**TASK BRIEF:**
Retype the lines below word for word, leaving out the pictures.

Image location labeling entries

━━━━━━━━━━━━━━━━━━━━

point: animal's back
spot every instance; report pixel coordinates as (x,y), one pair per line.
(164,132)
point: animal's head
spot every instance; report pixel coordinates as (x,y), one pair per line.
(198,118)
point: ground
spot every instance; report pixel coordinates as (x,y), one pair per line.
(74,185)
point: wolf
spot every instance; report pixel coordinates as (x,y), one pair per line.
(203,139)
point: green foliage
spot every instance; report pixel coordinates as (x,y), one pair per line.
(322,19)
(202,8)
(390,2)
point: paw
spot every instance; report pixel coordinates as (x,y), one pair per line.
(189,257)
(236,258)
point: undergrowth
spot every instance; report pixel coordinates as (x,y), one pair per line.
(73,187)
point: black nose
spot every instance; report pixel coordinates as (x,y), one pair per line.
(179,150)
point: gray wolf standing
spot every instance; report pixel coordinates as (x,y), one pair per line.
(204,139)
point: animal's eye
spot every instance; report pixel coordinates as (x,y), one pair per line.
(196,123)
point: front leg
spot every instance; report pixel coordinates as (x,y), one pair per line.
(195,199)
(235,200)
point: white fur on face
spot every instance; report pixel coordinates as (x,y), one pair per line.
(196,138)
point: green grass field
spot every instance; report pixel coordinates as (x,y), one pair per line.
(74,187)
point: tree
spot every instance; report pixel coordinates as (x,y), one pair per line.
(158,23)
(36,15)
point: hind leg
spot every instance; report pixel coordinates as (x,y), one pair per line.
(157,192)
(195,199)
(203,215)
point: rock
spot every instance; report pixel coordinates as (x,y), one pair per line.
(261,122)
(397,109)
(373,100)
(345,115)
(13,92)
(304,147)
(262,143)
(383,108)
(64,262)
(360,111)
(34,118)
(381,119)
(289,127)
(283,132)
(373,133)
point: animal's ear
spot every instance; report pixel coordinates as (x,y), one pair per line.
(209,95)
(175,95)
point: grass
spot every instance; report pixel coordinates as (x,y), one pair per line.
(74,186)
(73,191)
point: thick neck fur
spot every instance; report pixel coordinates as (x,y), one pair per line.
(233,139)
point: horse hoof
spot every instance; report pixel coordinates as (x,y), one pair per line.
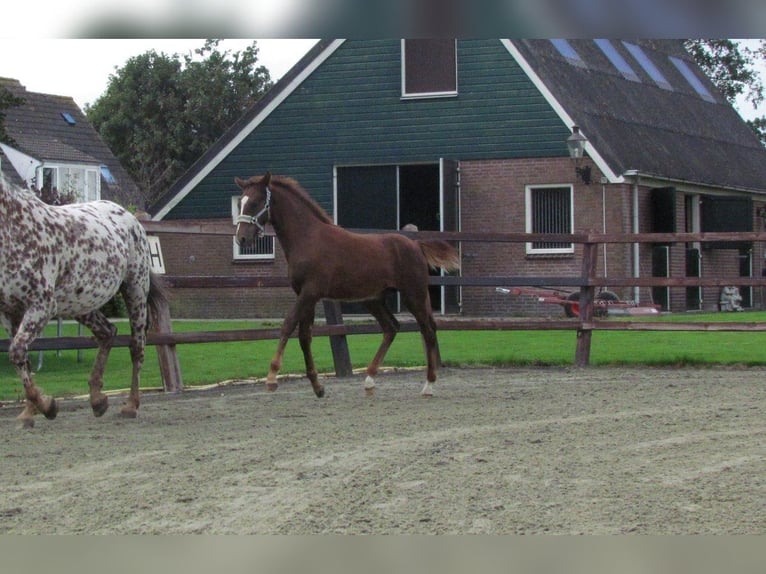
(52,411)
(100,406)
(128,413)
(369,386)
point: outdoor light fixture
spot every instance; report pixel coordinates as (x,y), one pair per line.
(576,144)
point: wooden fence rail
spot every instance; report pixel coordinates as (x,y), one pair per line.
(584,325)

━━━━━━━━━━━━━━━━━━━━

**ANSWER TO THIS TASK:**
point: animal's back
spot every instance; report pixel coordinates as (x,y), one pair per line.
(164,132)
point: animal's head
spot every instance; report pixel coordinates as (x,y), one pair per line.
(198,118)
point: ground
spot every instance; report pixel coordinates as (x,y), one pair per line.
(74,185)
point: wolf
spot every instance; report pixel coordinates as (x,y), one pair per line.
(203,139)
point: green foliage
spot every instance; report pixel coordinates as (x,y), one pair per line.
(322,19)
(202,8)
(390,2)
point: paw
spot every instance; report pixel coordinates as (x,y), one pair per line.
(189,257)
(236,258)
point: undergrowth
spot every instance; report pixel coordinates as (x,y), one pair per line.
(73,187)
point: black nose
spot every instance; report pixel coordinates as (x,y), one pair per line.
(179,150)
point: gray wolf standing
spot every instance; report pixel coordinates as (x,y), one pair per line.
(204,139)
point: animal's eye
spot every instance; report pixel coordinates as (x,y), one pair per line.
(196,123)
point: front leg
spot every instance; report pixel coordinates as (x,y), one pair per line.
(195,199)
(235,200)
point: white fur on face
spot every instance; report pixel coordinates as (x,y), one pair per line.
(196,138)
point: green grass field
spot every instance; report pixel coordinates as (x,y), one pair per line.
(74,187)
point: tree
spot every instance; report pixel coordinates as (x,y), one pair per line.
(158,23)
(36,15)
point: hind leg
spot every instance; report pixel coordinates as (x,y), one pair per line.
(157,192)
(195,199)
(203,215)
point: rock
spot every instance; report pixel coordinates as (x,y), one pair per line.
(261,122)
(397,109)
(373,100)
(345,115)
(13,92)
(304,147)
(262,143)
(383,108)
(64,262)
(360,111)
(34,118)
(381,119)
(289,127)
(283,132)
(373,133)
point: animal's ear
spot every instance; report pixel coordinates as (x,y), one pair per line.
(209,95)
(175,95)
point: grass
spot every instance; report pixel coordinates as (x,y), one pair per line.
(74,186)
(73,191)
point: thick neck fur
spot every instance; report pixel coordinates as (x,y), one pair per line.
(233,139)
point: horse hoof
spot every instance; report pixel coordinates as (x,y), one pair per line.
(52,411)
(100,406)
(128,413)
(369,386)
point: outdoor light fixture
spot every instance; report pixel coordinates as (x,y), one pair per line.
(576,144)
point: wooden fence rail
spot every instance; report pixel coordinates as (x,y), one pair per line.
(584,325)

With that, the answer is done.